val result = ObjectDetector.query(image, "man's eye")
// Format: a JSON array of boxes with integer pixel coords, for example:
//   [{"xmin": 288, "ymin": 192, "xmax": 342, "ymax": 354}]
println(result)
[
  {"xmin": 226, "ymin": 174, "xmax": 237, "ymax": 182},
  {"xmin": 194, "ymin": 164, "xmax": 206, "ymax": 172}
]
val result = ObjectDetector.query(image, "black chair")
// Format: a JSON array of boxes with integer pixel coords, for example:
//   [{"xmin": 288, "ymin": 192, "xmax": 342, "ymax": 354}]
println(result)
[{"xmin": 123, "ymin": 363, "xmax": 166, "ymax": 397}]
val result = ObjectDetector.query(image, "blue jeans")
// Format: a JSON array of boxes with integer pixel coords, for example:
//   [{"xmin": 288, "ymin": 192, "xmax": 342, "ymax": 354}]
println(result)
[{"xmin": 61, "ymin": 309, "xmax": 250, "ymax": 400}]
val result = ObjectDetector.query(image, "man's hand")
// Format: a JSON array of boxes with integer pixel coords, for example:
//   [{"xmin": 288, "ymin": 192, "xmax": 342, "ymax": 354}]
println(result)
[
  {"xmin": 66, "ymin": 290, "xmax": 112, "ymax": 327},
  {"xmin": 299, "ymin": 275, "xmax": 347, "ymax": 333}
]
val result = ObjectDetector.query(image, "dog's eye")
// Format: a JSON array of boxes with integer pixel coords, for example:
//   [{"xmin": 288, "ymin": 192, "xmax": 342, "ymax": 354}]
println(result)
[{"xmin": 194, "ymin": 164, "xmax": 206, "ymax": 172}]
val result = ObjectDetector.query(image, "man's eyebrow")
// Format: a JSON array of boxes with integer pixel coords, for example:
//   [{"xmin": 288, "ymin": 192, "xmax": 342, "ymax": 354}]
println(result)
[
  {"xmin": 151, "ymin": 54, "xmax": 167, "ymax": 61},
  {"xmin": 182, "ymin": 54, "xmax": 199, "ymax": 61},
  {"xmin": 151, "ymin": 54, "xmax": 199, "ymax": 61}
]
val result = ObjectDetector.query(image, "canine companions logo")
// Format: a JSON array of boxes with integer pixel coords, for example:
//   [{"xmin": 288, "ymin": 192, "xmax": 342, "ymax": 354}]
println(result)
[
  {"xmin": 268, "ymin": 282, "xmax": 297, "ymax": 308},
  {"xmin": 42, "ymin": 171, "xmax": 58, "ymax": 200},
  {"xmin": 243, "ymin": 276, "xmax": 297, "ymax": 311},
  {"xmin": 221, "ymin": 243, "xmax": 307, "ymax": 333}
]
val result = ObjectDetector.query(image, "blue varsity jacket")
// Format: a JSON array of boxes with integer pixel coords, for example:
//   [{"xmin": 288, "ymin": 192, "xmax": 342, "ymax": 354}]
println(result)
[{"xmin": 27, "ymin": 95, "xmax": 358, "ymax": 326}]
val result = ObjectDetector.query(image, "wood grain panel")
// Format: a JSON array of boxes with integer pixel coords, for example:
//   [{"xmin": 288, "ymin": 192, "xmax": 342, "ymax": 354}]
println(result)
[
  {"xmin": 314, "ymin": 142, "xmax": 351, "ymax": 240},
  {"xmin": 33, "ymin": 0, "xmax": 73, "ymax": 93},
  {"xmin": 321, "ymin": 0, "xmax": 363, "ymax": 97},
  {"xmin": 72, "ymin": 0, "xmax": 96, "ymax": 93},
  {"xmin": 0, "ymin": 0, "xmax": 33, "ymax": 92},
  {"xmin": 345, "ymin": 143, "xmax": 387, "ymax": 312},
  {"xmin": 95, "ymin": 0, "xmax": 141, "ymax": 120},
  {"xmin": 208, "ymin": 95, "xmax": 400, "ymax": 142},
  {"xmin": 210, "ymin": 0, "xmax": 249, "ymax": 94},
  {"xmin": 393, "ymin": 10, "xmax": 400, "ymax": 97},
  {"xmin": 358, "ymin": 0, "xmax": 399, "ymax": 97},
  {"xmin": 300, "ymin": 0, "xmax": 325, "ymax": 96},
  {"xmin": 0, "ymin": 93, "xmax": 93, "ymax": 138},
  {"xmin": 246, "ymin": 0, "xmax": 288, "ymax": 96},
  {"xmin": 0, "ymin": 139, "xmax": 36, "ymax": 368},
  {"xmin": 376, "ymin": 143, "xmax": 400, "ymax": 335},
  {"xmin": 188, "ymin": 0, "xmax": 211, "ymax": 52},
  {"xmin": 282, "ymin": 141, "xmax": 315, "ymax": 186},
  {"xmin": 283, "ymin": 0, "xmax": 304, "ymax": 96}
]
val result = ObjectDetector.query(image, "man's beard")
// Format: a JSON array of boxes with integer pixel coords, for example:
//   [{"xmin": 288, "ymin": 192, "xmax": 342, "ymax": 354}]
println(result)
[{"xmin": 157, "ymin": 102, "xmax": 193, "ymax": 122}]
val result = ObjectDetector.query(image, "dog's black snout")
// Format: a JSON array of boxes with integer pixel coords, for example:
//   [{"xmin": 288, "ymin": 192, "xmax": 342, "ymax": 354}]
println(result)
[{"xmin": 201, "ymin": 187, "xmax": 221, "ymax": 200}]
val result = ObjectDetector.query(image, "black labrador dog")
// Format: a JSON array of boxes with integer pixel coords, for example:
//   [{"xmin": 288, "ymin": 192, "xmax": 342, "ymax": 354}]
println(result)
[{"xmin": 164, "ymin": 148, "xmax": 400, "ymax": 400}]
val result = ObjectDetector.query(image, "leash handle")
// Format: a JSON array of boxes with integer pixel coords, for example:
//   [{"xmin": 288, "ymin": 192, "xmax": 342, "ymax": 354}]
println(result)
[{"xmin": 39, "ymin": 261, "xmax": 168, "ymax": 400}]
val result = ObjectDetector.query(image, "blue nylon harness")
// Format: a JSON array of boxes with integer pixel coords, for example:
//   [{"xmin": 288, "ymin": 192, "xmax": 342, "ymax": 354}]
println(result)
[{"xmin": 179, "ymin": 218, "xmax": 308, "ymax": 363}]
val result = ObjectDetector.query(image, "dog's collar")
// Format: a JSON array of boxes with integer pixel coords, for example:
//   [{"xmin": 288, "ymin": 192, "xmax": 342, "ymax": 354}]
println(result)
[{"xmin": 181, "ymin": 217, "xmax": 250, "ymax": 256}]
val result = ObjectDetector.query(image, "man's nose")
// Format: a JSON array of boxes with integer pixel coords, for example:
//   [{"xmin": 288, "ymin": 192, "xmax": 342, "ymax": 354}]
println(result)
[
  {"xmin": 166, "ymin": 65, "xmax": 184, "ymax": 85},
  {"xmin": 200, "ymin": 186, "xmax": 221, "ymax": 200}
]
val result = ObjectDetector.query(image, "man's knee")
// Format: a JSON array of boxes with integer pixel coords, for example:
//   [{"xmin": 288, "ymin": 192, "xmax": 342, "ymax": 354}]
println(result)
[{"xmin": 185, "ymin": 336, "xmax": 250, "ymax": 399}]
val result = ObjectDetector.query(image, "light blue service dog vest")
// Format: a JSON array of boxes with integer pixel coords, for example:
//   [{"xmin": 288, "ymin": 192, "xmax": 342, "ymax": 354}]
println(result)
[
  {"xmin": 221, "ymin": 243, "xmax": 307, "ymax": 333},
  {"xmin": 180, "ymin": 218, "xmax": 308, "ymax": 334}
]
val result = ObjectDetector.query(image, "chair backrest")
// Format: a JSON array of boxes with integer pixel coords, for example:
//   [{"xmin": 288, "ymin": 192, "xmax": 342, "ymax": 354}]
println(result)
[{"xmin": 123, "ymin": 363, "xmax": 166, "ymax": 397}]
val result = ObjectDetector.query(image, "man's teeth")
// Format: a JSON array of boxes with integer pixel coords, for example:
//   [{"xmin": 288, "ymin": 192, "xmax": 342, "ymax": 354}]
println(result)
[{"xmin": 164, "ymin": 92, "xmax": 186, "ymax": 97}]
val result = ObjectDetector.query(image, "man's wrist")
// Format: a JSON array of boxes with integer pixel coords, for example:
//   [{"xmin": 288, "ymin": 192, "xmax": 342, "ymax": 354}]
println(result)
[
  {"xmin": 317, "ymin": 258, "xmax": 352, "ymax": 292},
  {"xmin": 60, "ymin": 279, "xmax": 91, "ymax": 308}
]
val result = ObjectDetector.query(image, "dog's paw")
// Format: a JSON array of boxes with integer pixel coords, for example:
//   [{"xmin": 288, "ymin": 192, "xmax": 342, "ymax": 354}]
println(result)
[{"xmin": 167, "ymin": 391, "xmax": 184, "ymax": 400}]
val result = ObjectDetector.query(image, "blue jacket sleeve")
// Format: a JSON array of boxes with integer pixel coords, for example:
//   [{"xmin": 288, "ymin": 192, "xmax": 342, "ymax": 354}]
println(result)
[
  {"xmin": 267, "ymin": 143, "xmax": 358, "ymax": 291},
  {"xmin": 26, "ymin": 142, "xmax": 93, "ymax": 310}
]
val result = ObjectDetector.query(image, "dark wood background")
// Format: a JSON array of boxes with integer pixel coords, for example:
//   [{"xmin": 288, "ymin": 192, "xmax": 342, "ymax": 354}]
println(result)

----------------------------------------

_SCHRIFTLICHE AUFGABE:_
Nenne bitte nur die Anzahl der Zeilen oben, in denen das Wort „wood“ vorkommt. Groß- und Kleinschreibung wird dabei unterschieden.

_VOLLSTÄNDIGE ANTWORT:_
2